◆ Instructions to follow ◆
Write out exactly, with no other output, the lines below from the one that contains "[locate] the volunteer" through the end.

-- begin --

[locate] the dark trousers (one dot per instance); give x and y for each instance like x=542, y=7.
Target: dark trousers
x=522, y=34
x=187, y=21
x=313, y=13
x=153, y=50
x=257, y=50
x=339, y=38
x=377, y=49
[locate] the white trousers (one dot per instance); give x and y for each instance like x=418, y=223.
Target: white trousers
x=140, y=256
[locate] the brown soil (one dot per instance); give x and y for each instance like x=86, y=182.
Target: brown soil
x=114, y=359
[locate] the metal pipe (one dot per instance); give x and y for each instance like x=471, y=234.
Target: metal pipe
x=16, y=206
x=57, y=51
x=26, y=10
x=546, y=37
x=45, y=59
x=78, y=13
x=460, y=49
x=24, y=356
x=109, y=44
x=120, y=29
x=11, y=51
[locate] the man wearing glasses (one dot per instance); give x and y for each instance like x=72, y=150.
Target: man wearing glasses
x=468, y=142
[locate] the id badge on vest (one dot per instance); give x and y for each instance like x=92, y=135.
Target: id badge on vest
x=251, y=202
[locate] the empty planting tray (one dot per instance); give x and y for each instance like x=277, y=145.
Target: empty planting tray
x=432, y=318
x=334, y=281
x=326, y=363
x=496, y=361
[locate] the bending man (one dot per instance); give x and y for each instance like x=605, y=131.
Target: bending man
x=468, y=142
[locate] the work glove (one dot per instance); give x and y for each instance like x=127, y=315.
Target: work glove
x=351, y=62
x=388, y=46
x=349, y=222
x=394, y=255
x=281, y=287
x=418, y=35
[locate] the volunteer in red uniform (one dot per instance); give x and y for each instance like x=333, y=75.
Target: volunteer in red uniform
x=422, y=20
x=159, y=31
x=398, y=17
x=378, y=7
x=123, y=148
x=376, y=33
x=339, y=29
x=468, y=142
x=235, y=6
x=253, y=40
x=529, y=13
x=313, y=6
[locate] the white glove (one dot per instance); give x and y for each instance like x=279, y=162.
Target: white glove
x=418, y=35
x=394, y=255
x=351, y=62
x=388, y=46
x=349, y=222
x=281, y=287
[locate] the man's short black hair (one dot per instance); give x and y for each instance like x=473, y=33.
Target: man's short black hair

-- end --

◆ Reply ◆
[locate] the volunteer in red uniform (one dot per instance); give x and y for each instance like x=333, y=75.
Target: volunteer in red uniform
x=422, y=20
x=159, y=31
x=398, y=17
x=378, y=7
x=123, y=148
x=376, y=33
x=339, y=29
x=468, y=142
x=235, y=6
x=253, y=40
x=529, y=13
x=313, y=6
[locate] the white glove (one dot per instance); give x and y for each instance like x=279, y=162.
Target: white glove
x=418, y=35
x=394, y=255
x=351, y=62
x=388, y=46
x=349, y=222
x=281, y=287
[locate] the man's short black hair (one dot per instance); give x and y for each instance like x=473, y=33.
Target: man's short black hair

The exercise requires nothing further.